** TEXT UNDER STUDY follows **
Solving challenges in network and IT operations is something of a constant mantra. One consistent thread that has remained constant throughout the years is to “do more with less.” Obviously, the key to scaling IT operations is through automation – which makes repetitive manual tasks virtually obsolete. The problem is that on the surface automation does not look all that difficult given that people have been scripting since the invention of the computer. But when you start tackling something of more substance, you quickly find that it is taking much longer than expected, and perhaps it’s at this point that you begin to wish that you hadn’t started the project in the first place.
There is a huge, largely untapped opportunity to help automate incident diagnostic and resolution in network and IT operations, which is currently heavily dependent on using IT personnel, and agents, to address events and alerts from the IT infrastructure, as well as incidents reported by customers.
For many operation centers, the number of incidents can be so overwhelming that the operational support team often cannot keep up with demand. Automating the diagnostic and repair processes helps, and there are many tools out there such as HP OO, BMC AO, CA PAM, as well as the RESOLVE Software System, that simplifies matters somewhat but what you soon find out is that once you’ve moved beyond the simple processes, it can get much tougher very quickly. Instead of taking two weeks to build automation, it’s now taking two months. Instead of just requiring a simple “script”, it has now turned into a full-blown “custom application” to automate a process.
The nature of automation is that to be able to automate well, you really need to understand all the steps in the process in detail, including all of the different conditional possibilities, exceptions that can happen and how to deal with them. As the process gets bigger and more complicated, the automation gets exponentially harder to get done. However, as it applies to incident resolution, instead of looking at automation as something that runs in a blackbox behind the scene, or what I refer to as “closed-loop” automation, taking a human or engineer-driven approach with interactive automations that specifically targets manual or repetitive sub-steps of a complex process, really changes the dynamics. Instead of trying to “boil the ocean” by completely automating the process from end-to-end, selectively automating just a subset of repetitive tasks makes building automations considerably easier. In essence, you leave all of the complex reasoning to the support engineer to decide and just give him or her the contextual details that they need to make decisions through automations.
** End of TEXT UNDER STUDY **
** DATASET ENTRIES follows **
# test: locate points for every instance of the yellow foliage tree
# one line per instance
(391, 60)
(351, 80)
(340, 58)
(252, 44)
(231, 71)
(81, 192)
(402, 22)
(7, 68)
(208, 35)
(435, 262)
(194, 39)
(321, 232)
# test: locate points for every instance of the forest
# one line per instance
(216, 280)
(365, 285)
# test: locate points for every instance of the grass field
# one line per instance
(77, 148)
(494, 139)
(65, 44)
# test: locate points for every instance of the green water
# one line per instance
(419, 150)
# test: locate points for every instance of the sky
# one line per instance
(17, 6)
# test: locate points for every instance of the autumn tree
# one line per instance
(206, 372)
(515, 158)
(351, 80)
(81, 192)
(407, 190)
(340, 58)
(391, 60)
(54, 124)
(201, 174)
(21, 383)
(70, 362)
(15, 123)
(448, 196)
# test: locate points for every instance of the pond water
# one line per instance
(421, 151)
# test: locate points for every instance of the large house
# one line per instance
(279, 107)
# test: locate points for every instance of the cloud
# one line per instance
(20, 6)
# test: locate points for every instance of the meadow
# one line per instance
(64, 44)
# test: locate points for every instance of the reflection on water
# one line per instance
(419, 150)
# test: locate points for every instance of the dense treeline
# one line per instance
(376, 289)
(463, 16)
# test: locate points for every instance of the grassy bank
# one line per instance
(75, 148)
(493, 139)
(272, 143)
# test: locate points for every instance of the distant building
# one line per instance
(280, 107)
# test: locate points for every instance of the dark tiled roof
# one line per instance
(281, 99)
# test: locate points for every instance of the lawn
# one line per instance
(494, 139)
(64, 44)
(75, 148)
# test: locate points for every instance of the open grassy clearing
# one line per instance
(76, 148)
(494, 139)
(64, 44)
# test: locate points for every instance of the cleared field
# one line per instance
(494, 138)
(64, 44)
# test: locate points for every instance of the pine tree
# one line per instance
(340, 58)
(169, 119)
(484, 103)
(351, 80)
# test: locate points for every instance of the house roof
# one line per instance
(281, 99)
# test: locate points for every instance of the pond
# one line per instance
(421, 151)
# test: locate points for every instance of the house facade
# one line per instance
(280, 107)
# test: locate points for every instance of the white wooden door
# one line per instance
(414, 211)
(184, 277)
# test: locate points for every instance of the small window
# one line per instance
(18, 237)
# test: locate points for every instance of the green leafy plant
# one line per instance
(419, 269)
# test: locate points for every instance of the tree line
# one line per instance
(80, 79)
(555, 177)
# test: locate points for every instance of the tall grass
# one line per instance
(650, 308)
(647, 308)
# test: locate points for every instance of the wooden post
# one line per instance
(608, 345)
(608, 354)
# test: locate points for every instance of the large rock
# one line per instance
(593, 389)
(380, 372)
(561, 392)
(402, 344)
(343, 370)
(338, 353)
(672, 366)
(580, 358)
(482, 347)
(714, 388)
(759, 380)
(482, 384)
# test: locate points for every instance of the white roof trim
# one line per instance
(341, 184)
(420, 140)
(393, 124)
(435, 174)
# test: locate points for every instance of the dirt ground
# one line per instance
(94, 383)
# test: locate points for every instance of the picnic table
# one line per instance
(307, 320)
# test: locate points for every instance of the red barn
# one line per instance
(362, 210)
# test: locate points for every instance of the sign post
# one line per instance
** End of DATASET ENTRIES **
*STUDY QUESTIONS*:
a - List every automation tool that the passage on IT automation names.
b - Rewrite the stretch of the passage on IT automation from "There is a huge, largely" through "reported by customers.", putting "support staff" in place of "IT personnel".
c - Supply the next part of the passage on IT automation, picking up after its final sentence.
The rows have no connection to the passage on IT automation.

*RESULTS IN ORDER*:
a - HP OO, BMC AO, CA PAM, RESOLVE Software System

b -
There is a huge, largely untapped opportunity to help automate incident diagnostic and resolution in network and IT operations, which is currently heavily dependent on using support staff, and agents, to address events and alerts from the IT infrastructure, as well as incidents reported by customers.

c -
RESOLVE accomplishes this by combining the process guidance and workflow, such as remediation procedures and decision trees, directly with automations. For example, when users navigate from an alert in an event management system or from a ticket in an incident management system to RESOLVE in order to repair the problem, they immediately see the set of instructions with the contextual details that were retrieved by the automation as the problem was reported. Additional automations embedded directly within the procedure can be manually triggered by the support engineer to retrieve further diagnostic details or initiate a fix as needed. The main point here is that it’s much easier to build these simpler “partial” automations and bind them together with people and process guidance than trying to “boil-the-ocean” from end-to-end. This allows many problems that typically are escalated to Level 2 and Level 3 support to be shifted to Level 1 engineers to improve MTTR and first call resolution. There are tremendous benefits to be had when you combine knowledge and automation, but that’s a topic for another post.